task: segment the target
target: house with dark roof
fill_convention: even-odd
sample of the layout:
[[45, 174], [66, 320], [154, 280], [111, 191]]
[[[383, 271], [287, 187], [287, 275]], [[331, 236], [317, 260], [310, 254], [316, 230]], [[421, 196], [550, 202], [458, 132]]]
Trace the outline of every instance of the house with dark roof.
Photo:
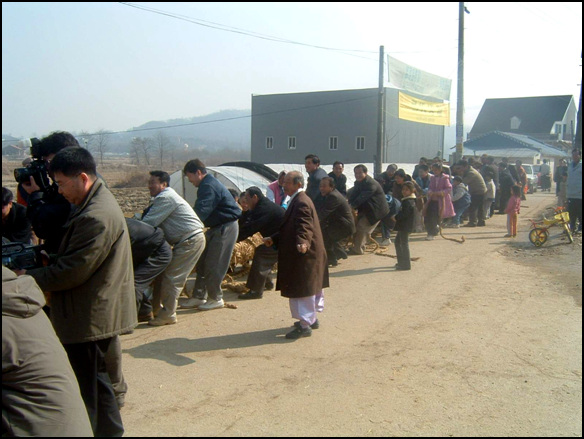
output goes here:
[[480, 157], [487, 154], [499, 161], [509, 159], [510, 163], [521, 160], [525, 164], [541, 164], [547, 159], [551, 165], [560, 158], [571, 157], [566, 151], [523, 134], [492, 131], [464, 142], [465, 156]]
[[487, 99], [468, 138], [472, 140], [493, 131], [529, 136], [546, 143], [571, 142], [576, 132], [574, 97]]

--*--

• PROBLEM STATEMENT
Swap "house" for "building" throughout the entries above, leaving every other line unchanged. Omit the pictures from your output.

• SOLUTION TO THIS EXERCISE
task: segment the target
target: building with dark roof
fill_convention: even-odd
sample of the layout:
[[45, 174], [66, 320], [154, 280], [111, 191]]
[[[383, 271], [287, 187], [287, 275]], [[331, 236], [317, 260], [310, 254], [316, 230]], [[421, 196], [550, 202], [458, 132]]]
Trace the outline of every instance of the building with dark roof.
Photo:
output goes here:
[[480, 157], [487, 154], [499, 161], [509, 159], [510, 163], [521, 160], [525, 164], [541, 164], [547, 159], [551, 165], [560, 158], [571, 157], [566, 151], [523, 134], [492, 131], [464, 142], [465, 156]]
[[487, 99], [468, 138], [472, 140], [493, 131], [529, 136], [546, 143], [571, 142], [576, 132], [574, 97]]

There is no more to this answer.